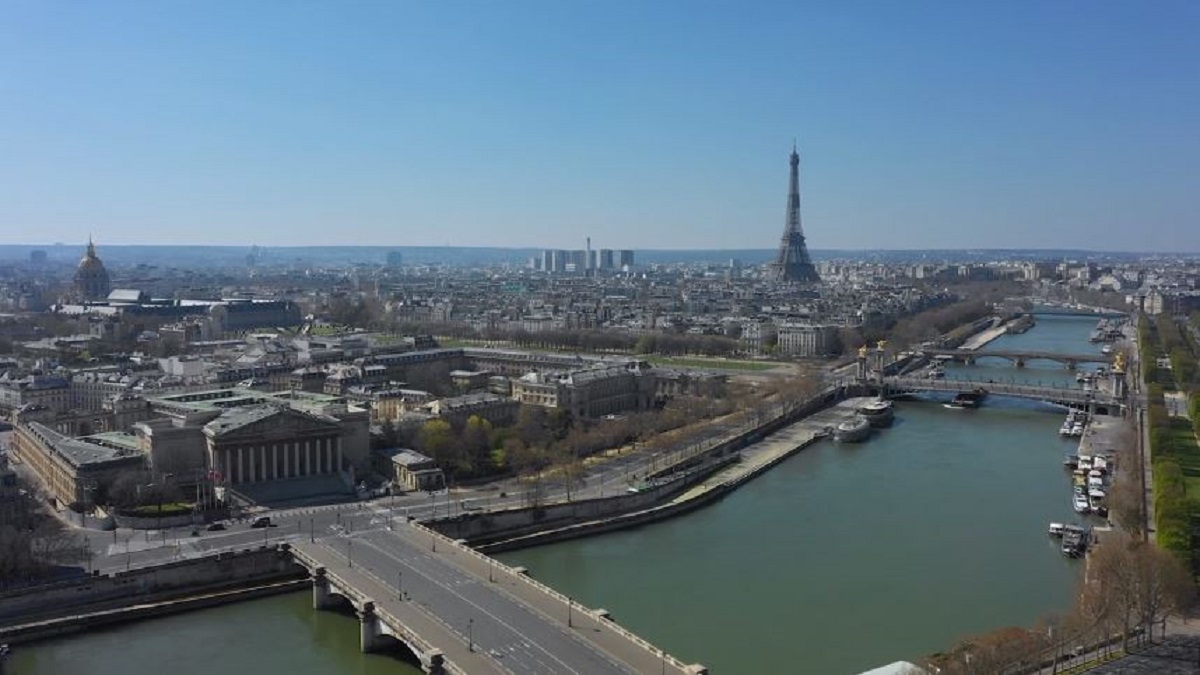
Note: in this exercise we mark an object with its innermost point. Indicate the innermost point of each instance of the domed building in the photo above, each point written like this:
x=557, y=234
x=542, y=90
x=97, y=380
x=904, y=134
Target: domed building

_ _ _ _ _ _ _

### Exercise description
Return the entries above word for word, line by line, and leave out the pictures.

### Answer to the problem
Note: in this exercise we mark an object with its innermost point. Indicate the innermost point of each instance of the domed building in the photo above, each point written like this:
x=557, y=234
x=542, y=90
x=97, y=380
x=904, y=134
Target: domed building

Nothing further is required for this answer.